- **Gereksinim A**
Aşağıdaki (i), (ii) ve (iii) ifadelerinin alıntı metinle uyuşup uyuşmadığını belirtin; her biri için evet ya da hayır deyin ve kararı belirleyen sözleri metinden birebir alıntılayın. (i) Duralı, kaptan olsaydı Norveç'e gideceğini söylemiştir. (ii) Söyleşinin moderatörlüğünü Prof. Dr. Teoman Duralı üstlenmiştir. (iii) Duralı'ya göre dil öğrenmenin yüzde 80'i ezberlemedir.

GENEL - 09 Şubat 2018 Cuma 14:59

Prof. Dr. Teoman Duralı: “Ya kaptan olacaktım ya felsefeci’’

A
A
A
Prof. Dr. Teoman Duralı: “Ya kaptan olacaktım ya felsefeci’’

Bağcılar Belediyesi’nin düzenlediği “Adanmış Ömürler” programına katılan Prof.

Bağcılar Belediyesi’nin düzenlediği “Adanmış Ömürler” programına katılan Prof. Dr. Teoman Duralı, hayatından önemli gördüğü kesitleri anlattı. İki meslek arasında kaldığını söyleyen Duralı, “Ya kaptan ya da felsefeci olacaktım. Kaptan olsaydım Norveç’e, felsefeci olsaydım Hindistan’a gidecektim. Oslo’yu görünce İstanbul’a dönüp felsefe okumaya karar verdim” dedi.


Önemli isimlerin ağırlandığı “Adanmış Ömürler” programının bu ayki konuğu İbn Haldun Üniversitesi İnsan ve Toplum Bilimleri Fakültesi Öğretim Üyesi Prof. Dr. Teoman Duralı oldu. Bağcılar Belediyesi Mehmet Akif Ersoy Kültür Sanat Merkezi’nde düzenlenen söyleşinin moderatörlüğünü ise araştırmacı-yazar Demet Tezcan yaptı.



“Küçük yaştan itibaren dile olağanüstü derecede ilgi gösterdim”


Prof. Dr. Duralı, konuşmasına ilkokuldan Ankara TED Koleji’ne kadar zorlu geçen öğrencilik dönemini anlatarak başladı. 10 dil bilen Duralı, “Ben bir dil hastasıyım. Türkçede iddialıyım. Küçük yaştan itibaren dile olağanüstü derecede ilgi gösterdim. Dil öğrenmenin yüzde 80’i ezberlemedir. Dil öğrenme ezbere dayalıdır” dedi.

- **Sağlanan Materyal**

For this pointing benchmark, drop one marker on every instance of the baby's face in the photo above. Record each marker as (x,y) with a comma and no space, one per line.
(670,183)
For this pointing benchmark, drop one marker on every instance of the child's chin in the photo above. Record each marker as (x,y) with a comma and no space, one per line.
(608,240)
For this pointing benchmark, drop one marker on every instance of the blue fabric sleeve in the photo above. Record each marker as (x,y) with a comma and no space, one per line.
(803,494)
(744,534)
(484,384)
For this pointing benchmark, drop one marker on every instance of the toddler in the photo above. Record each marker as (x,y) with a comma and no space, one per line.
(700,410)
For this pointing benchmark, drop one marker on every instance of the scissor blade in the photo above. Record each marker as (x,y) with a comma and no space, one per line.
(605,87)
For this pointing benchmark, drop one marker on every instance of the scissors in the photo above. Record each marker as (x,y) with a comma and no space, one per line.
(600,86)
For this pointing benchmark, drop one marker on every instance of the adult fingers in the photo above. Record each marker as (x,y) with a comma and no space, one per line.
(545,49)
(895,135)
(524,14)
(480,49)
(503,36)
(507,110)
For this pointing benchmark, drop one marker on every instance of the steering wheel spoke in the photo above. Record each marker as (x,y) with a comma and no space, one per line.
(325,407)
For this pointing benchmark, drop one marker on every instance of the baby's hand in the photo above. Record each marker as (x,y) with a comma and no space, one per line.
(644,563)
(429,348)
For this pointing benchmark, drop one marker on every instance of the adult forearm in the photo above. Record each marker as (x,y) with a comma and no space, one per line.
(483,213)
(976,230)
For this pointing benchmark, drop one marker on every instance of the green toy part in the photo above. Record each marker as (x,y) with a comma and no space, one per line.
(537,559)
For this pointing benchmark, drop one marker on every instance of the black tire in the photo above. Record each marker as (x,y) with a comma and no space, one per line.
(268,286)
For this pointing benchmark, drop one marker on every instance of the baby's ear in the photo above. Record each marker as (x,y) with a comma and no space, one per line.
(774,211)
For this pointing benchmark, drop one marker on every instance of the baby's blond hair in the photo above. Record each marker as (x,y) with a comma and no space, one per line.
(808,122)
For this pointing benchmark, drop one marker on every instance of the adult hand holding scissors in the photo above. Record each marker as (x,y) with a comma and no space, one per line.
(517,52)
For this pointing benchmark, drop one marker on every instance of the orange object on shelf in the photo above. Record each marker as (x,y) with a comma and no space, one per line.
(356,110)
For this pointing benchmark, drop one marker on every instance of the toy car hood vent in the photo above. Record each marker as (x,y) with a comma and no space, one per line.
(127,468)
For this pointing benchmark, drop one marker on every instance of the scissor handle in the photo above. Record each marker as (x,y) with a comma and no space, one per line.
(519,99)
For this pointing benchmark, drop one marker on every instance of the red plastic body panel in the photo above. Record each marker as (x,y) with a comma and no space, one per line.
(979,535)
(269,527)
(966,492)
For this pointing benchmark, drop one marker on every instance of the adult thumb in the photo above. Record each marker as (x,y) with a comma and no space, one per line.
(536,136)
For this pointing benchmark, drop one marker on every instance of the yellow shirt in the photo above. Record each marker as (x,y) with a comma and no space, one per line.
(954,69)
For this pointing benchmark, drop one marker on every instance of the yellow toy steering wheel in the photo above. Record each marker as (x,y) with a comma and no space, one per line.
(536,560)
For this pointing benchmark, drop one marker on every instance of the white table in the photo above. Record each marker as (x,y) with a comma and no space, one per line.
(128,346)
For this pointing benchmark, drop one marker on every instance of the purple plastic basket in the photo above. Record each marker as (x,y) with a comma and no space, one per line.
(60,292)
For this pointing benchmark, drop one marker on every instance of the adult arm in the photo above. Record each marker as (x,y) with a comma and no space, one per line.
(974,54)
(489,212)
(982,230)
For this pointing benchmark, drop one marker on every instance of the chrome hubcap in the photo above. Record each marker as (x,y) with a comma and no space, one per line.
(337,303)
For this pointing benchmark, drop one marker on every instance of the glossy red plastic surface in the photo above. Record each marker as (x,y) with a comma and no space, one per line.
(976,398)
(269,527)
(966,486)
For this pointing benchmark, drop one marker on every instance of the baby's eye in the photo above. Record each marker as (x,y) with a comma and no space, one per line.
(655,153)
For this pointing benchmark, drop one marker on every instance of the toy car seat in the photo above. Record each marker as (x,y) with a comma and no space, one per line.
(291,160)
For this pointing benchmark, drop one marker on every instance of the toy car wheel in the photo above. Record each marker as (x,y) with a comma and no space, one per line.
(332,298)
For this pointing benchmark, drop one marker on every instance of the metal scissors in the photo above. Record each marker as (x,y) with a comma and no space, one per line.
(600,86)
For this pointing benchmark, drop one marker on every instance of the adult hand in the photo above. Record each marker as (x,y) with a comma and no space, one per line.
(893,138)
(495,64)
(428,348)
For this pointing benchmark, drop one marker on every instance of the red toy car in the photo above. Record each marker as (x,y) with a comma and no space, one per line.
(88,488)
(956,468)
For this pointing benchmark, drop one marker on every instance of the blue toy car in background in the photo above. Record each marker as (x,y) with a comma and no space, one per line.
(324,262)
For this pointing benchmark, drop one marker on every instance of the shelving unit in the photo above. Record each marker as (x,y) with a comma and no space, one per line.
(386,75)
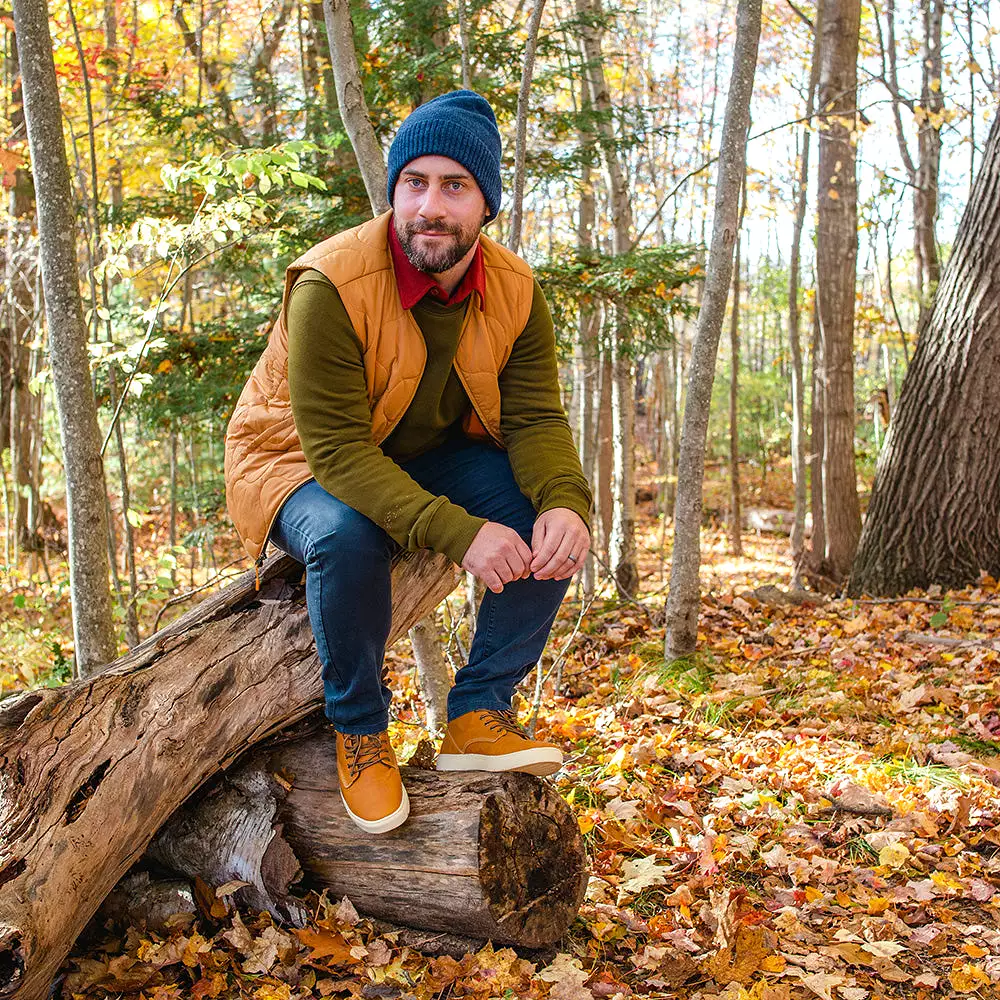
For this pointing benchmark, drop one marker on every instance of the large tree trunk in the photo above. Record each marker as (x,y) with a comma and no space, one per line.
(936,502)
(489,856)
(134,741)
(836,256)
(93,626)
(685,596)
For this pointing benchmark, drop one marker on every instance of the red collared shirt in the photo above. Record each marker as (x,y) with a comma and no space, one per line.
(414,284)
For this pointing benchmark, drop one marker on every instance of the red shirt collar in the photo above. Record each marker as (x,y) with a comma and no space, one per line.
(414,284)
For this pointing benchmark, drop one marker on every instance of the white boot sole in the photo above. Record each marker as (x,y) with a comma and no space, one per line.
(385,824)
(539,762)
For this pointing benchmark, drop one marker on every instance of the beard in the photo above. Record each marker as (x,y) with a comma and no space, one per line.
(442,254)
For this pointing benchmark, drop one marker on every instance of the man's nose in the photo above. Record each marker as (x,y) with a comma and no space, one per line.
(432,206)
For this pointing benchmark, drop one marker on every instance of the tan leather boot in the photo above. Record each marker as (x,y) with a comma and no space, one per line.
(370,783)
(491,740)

- **Gereksinim B**
Kayıtlarda "the red shirt" ifadesini içeren satırdan kayıtların sonuna kadar, iki uç da dahil olmak üzere, her şeyi hiçbir değişiklik yapmadan yeniden yazın.

- **Yazılı Yanıt A**
(i) Evet: "Kaptan olsaydım Norveç’e, felsefeci olsaydım Hindistan’a gidecektim."
(ii) Hayır: "söyleşinin moderatörlüğünü ise araştırmacı-yazar Demet Tezcan yaptı."
(iii) Evet: "Dil öğrenmenin yüzde 80’i ezberlemedir."

- **Yazılı Yanıt B**
For this pointing benchmark, drop one marker on every instance of the red shirt collar in the photo above. Record each marker as (x,y) with a comma and no space, one per line.
(414,284)
For this pointing benchmark, drop one marker on every instance of the white boot sole in the photo above. Record each marker as (x,y) with a comma and no space, one per line.
(385,824)
(539,762)
For this pointing benchmark, drop one marker on every instance of the beard in the photo above. Record each marker as (x,y) with a comma and no space, one per line.
(442,254)
For this pointing benchmark, drop one marker on every instance of the man's nose in the photo above. Record each marker as (x,y) with a comma and no space, one per line.
(432,206)
For this pointing benchmark, drop one marker on every instance of the tan leather boot in the photo above. Record each marker as (x,y) with a comma and no space, one per line.
(370,783)
(491,740)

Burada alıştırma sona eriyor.